# RECORDS FOR THE TASK start

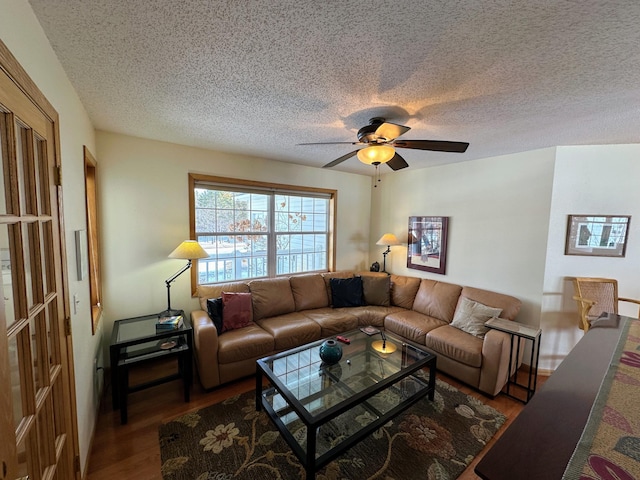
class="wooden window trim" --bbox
[189,173,338,297]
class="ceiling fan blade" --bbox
[376,122,411,140]
[296,142,360,145]
[322,150,358,168]
[387,153,409,170]
[392,140,469,153]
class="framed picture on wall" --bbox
[407,217,449,275]
[564,215,631,257]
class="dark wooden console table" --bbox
[475,314,630,480]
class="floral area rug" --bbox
[160,380,506,480]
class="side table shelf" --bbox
[484,317,542,403]
[109,312,193,424]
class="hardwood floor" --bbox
[86,364,547,480]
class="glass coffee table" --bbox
[256,330,436,480]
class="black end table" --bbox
[109,312,193,424]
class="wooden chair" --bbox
[573,277,640,332]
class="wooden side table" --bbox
[109,312,193,424]
[485,317,542,403]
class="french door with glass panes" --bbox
[0,42,79,480]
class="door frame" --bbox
[0,40,82,480]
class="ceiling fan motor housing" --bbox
[358,117,388,143]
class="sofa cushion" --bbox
[384,310,447,345]
[249,277,296,320]
[256,312,321,350]
[425,325,482,368]
[362,275,391,307]
[301,307,361,337]
[412,278,462,323]
[461,287,522,320]
[207,297,222,335]
[338,305,404,327]
[289,273,329,311]
[222,292,253,332]
[218,323,274,368]
[391,275,420,310]
[451,297,502,338]
[197,282,249,312]
[321,272,353,303]
[329,277,364,308]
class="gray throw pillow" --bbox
[451,297,502,338]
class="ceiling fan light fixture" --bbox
[358,145,396,165]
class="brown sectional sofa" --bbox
[191,272,521,396]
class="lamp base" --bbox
[158,308,182,318]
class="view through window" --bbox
[192,173,335,284]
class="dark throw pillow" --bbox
[207,297,222,335]
[330,277,364,308]
[222,292,253,332]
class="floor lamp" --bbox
[158,240,209,317]
[376,233,400,273]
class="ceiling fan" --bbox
[299,117,469,170]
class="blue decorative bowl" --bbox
[320,338,342,365]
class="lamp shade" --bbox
[169,240,209,260]
[376,233,400,245]
[358,145,396,165]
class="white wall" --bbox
[97,132,371,332]
[540,145,640,370]
[0,0,101,474]
[370,149,555,332]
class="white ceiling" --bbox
[29,0,640,174]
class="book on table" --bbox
[156,315,184,330]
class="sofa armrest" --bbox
[191,310,220,389]
[478,330,522,396]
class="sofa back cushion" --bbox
[197,282,249,312]
[249,277,296,321]
[461,287,522,320]
[412,278,462,323]
[289,273,329,312]
[391,275,420,310]
[362,275,391,307]
[451,295,502,338]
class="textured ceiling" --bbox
[29,0,640,174]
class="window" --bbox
[189,174,336,284]
[84,147,102,334]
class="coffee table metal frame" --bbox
[256,330,436,480]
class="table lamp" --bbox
[376,233,400,273]
[159,240,209,317]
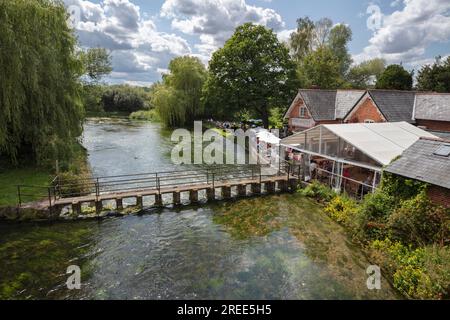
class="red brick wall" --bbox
[428,185,450,207]
[416,119,450,132]
[345,98,385,123]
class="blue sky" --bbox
[64,0,450,85]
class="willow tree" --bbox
[0,0,83,164]
[204,23,298,127]
[152,56,207,127]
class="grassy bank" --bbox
[0,143,91,207]
[298,179,450,299]
[0,167,52,207]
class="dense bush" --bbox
[101,86,145,113]
[387,190,450,246]
[325,195,358,229]
[357,189,398,239]
[129,109,161,122]
[298,180,336,202]
[370,239,450,299]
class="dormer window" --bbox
[300,107,306,118]
[433,144,450,157]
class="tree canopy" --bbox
[0,0,83,164]
[151,56,207,127]
[417,56,450,92]
[79,48,112,83]
[204,23,298,126]
[376,64,413,90]
[346,58,386,89]
[289,17,352,89]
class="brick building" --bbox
[284,89,450,136]
[385,138,450,207]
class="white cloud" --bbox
[161,0,284,61]
[65,0,191,84]
[354,0,450,63]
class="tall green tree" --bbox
[205,23,298,127]
[0,0,83,164]
[376,64,413,90]
[298,46,343,89]
[417,56,450,92]
[327,24,353,76]
[346,58,386,89]
[79,48,113,83]
[151,56,207,127]
[289,17,352,82]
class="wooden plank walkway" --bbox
[52,175,296,206]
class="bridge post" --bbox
[155,193,162,207]
[116,198,123,210]
[251,183,261,194]
[95,200,103,214]
[278,180,288,192]
[206,188,216,201]
[289,179,298,191]
[172,191,181,206]
[189,189,198,203]
[266,181,275,193]
[222,186,231,199]
[72,201,81,214]
[136,194,144,209]
[238,184,247,197]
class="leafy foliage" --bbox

# RECORDS FOR THE TASK end

PROBLEM TO WORK ON
Count the lines in the records above that contain the string "pillow", and give only that number.

THE REPLY
2